▶ **Problem to solve**:
Copy every one of the entries below word for word, leaving the pictures out of your answer.

--- BEGIN Records provided ---

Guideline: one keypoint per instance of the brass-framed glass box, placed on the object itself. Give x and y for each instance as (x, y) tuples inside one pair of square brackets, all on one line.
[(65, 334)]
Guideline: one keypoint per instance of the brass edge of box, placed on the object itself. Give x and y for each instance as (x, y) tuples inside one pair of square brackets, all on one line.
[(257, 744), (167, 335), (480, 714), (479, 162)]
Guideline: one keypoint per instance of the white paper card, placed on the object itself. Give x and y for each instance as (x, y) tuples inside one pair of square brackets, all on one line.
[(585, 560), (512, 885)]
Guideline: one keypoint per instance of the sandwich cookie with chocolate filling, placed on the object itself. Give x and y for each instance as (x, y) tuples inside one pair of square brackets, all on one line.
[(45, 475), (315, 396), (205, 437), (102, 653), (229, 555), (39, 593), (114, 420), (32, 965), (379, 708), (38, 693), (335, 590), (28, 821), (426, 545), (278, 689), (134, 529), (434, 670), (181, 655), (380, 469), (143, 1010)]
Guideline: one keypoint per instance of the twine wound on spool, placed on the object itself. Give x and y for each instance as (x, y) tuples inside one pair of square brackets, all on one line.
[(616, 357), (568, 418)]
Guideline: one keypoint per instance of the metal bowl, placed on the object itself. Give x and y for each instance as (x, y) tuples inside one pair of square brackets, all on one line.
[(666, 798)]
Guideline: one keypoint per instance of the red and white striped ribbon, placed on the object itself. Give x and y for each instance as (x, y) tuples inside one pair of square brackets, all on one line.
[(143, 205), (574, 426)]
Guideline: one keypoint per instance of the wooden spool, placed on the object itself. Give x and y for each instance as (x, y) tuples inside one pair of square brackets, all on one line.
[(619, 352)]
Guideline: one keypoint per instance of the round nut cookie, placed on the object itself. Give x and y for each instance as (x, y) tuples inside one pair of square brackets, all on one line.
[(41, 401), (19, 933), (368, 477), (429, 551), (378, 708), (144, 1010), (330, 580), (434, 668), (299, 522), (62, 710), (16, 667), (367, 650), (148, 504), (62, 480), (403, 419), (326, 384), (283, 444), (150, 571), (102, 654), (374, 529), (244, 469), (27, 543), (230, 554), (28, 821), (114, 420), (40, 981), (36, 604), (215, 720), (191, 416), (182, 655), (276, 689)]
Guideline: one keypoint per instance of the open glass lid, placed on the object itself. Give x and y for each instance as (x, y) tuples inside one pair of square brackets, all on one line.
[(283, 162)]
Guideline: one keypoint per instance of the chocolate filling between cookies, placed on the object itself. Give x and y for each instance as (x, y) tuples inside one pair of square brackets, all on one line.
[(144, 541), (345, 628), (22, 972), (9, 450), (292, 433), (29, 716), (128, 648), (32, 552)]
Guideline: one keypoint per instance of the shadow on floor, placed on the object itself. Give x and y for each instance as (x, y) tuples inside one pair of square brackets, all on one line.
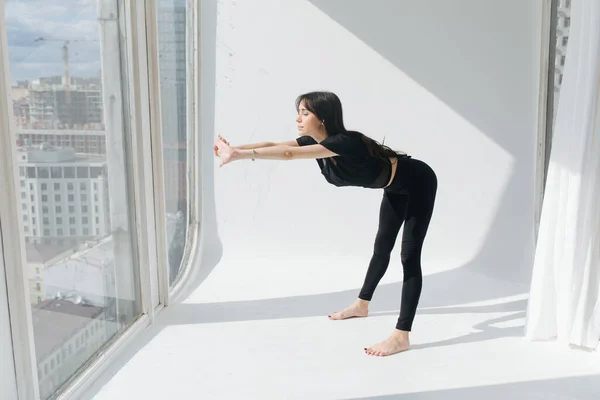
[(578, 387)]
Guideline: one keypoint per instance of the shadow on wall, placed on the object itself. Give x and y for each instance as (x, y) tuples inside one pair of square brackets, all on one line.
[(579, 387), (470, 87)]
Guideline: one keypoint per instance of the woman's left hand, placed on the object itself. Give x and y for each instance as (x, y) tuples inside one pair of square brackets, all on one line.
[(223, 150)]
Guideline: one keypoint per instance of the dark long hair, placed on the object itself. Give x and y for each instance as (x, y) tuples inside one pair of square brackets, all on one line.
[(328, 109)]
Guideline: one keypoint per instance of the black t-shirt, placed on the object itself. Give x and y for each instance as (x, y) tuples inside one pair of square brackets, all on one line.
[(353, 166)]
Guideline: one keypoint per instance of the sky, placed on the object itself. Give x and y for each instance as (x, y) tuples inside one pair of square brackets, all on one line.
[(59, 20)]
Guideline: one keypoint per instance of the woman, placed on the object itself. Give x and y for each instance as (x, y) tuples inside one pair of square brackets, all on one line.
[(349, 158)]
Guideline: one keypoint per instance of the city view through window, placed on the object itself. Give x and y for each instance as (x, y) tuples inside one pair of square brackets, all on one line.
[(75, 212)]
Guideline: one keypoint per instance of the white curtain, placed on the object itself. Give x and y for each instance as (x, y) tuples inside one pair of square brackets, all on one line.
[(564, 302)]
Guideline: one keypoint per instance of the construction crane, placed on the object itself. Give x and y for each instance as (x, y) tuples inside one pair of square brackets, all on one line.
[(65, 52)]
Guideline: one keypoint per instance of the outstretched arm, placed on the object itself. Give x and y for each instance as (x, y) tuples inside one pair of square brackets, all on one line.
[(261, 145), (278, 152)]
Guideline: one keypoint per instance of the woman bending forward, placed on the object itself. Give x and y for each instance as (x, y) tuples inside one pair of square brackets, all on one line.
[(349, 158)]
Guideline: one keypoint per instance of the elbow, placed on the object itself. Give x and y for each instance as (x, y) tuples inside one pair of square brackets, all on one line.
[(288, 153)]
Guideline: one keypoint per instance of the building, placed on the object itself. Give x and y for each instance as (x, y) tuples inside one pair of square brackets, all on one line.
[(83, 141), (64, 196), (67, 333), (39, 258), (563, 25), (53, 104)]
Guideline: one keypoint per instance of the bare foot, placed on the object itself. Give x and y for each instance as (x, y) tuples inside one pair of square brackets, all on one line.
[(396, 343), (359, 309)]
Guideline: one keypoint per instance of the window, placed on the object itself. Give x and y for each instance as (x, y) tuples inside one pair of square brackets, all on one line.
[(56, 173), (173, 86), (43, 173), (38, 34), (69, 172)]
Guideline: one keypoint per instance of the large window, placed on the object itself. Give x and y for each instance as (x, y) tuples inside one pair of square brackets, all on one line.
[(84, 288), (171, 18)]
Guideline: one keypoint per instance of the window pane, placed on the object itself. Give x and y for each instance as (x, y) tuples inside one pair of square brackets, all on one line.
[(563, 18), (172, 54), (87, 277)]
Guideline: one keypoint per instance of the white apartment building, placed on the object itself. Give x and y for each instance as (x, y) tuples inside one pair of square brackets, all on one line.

--- END Records provided ---

▶ **Solution to the problem**:
Guideline: one keypoint per instance of the brass-framed glass box, placed on the object itself. Give x and y for each instance as (x, y) tuples inside one pair of square brackets, all on one line.
[(65, 334)]
Guideline: one keypoint per instance of the brass edge of box, placed on the object itself. Give x and y for each instance as (x, y) tuples inside one pair of square brackets, all on one line.
[(257, 744), (167, 335), (480, 714), (479, 162)]
Guideline: one keypoint per instance of the white paper card, placed on the object itself. Give x and y for each instance as (x, y) tuples inside one pair of square brackets, all on one line.
[(585, 560), (512, 885)]
Guideline: one keypoint per instance of the sandwich cookie with chocolate filling, placed on the object itself. Give x and y for each instance as (x, y) tuples inside one pair of square brackets, all on one line.
[(45, 475), (315, 396), (205, 437), (102, 653), (229, 555), (39, 593), (114, 420), (32, 965), (379, 708), (38, 693), (335, 590), (28, 821), (426, 545), (278, 689), (134, 529), (434, 670), (181, 655), (380, 469), (143, 1010)]
Guideline: one keypoint per instance of the twine wound on spool, placed on the object itself. Give x and y for each instance as (x, y) tuples inside one pair of square brackets, all on one line.
[(616, 357), (568, 418)]
Guideline: one keypoint per instance of the metal bowl, placed on the object itself. Give x and y for each instance as (x, y) tuples inside one pair of square brackets, all on one line.
[(666, 798)]
Guideline: one keypoint per instance of the red and white striped ribbon, placed on the object itself. Give x and y for each instance as (x, y) tuples inside one pair of square brackets, all on one line.
[(143, 205), (574, 426)]
Guideline: one keypoint per instance of the wooden spool, placed on the object itself. Give x and y for each instance as (x, y) tuples inside one pair of square brackets, all on one line.
[(619, 352)]
Guideline: one keypoint per instance of the round nut cookie, placed on the object itself. Give x and y for each instance as (x, y) tuples inside one pair of square brackets, all on one line.
[(41, 401), (19, 933), (368, 477), (429, 551), (378, 708), (144, 1010), (330, 580), (434, 668), (299, 522), (62, 710), (16, 667), (367, 650), (148, 504), (62, 480), (403, 419), (326, 384), (283, 444), (150, 571), (102, 654), (374, 529), (244, 469), (27, 543), (230, 554), (28, 821), (114, 420), (40, 981), (36, 604), (215, 720), (191, 416), (182, 655), (276, 689)]
Guideline: one keypoint per instance of the open glass lid, placed on the object itself. Give x and y for each instance as (x, y) tuples inside one pair of square brackets, all on one line.
[(283, 162)]
Guideline: one keypoint per instance of the chocolate filling between cookies, placed on the object itself. Give x and y for each instance as (x, y) tuples inside one pair of square brackets, all on one line.
[(144, 541), (345, 628), (22, 972), (9, 450), (292, 433), (29, 716), (128, 648), (32, 552)]
Guideline: one keypoint per instance of the shadow on floor, placed on the object itself. Give x and y for each instance as (x, y) tuples inside one pair of square brackets, all on one line.
[(578, 387)]
Guideline: one keypoint per instance of the shadow on wall, placed on the object itself. Give x and y for each instance as (x, y) tuples inside one pair of square brackets, all on one line.
[(579, 387), (470, 87)]
Guideline: one keypoint per instance of the woman's left hand, placed on the object itself. Give x and y for each instance as (x, y) tuples inside one pair of square brackets, all on one line.
[(223, 150)]
Guideline: one keypoint per instance of the dark long hair, placed on the object itself. Give x and y for each instance as (x, y) tuples inside one pair of square brackets, all on one line.
[(328, 109)]
Guideline: one keypoint per instance of the black t-shirt, placed on the object itself. Give x and y for each instance as (x, y) tuples inside one pair of square brackets, all on one line.
[(353, 166)]
Guideline: one keypoint per instance of the sky, placed on the object itself. Give x and y for each instance as (x, y) tuples inside one pair of square brackets, all on one line.
[(59, 20)]
Guideline: one keypoint per instance of the woman, placed on the object itself. Give x and y for each instance as (x, y) tuples inside one pair of square brackets, all on one line.
[(349, 158)]
Guideline: one keypoint per instance of the city view through window, placed on the object itself. Give x and y for each instance as (x, y) tuples inside one pair of square brackets, all on one line.
[(75, 212)]
Guideline: one keypoint per instance of the white curtain, placed on the object itself. Give x and y for each instance as (x, y) tuples inside one pair of square brackets, all on one line.
[(564, 302)]
Guideline: one keypoint per instance of the construction crane, placed on the object itself. Give x and y for each instance as (x, y) tuples inside one pair of square brackets, all on one line.
[(65, 52)]
Guideline: one keypoint per instance of the outstretched arm, placed on the object itself. Give x and y for each instance as (x, y) tuples inside one pair of square brackets, all on one line.
[(261, 145), (278, 152)]
Guideline: one keypoint per instance of the woman bending forward, placed on the object itself. Give x and y for each instance as (x, y) tuples inside one pair of square brackets, all on one line.
[(349, 158)]
Guideline: one keypoint per instance of the elbow, placed on the object itself. Give x and y for each instance as (x, y) tuples inside one pair of square brackets, all on one line.
[(288, 153)]
Guideline: one keypoint per instance of the building, placed on the object itself. Give x and y for each instance as (x, y) tuples inside one pair of square brackets, all on one line.
[(83, 141), (64, 196), (67, 333), (39, 258), (563, 25), (53, 104)]
Guideline: one keypoint per instance of the bare foot, placed on the object itself. Give x and y for each instance as (x, y) tuples inside one pair of square brackets, all on one line.
[(396, 343), (359, 309)]
Guideline: one keypoint per instance of the window, placed on the object itself. Give x and y for each instance as (x, y) tuples inside one pair of square brackets, all on one line.
[(56, 173), (173, 86), (43, 173), (38, 34), (69, 172)]
Guideline: one keypoint per instance of the large window, placed on the object itself. Give x and y for each instance as (x, y) tuples inside one pair of square brackets, all on one line.
[(84, 288), (171, 18)]
Guideline: one keypoint per instance of the window pane, placed on the object itself. Give x and y for each instance as (x, y) tuples inside one pair of square brackets, all on one line.
[(563, 18), (172, 54), (87, 277)]
Guideline: one keypoint per instance of the white apartment building, placed on the object itself. Give x and y for each instance as (x, y) tuples inside one pair of square brackets, all on one line.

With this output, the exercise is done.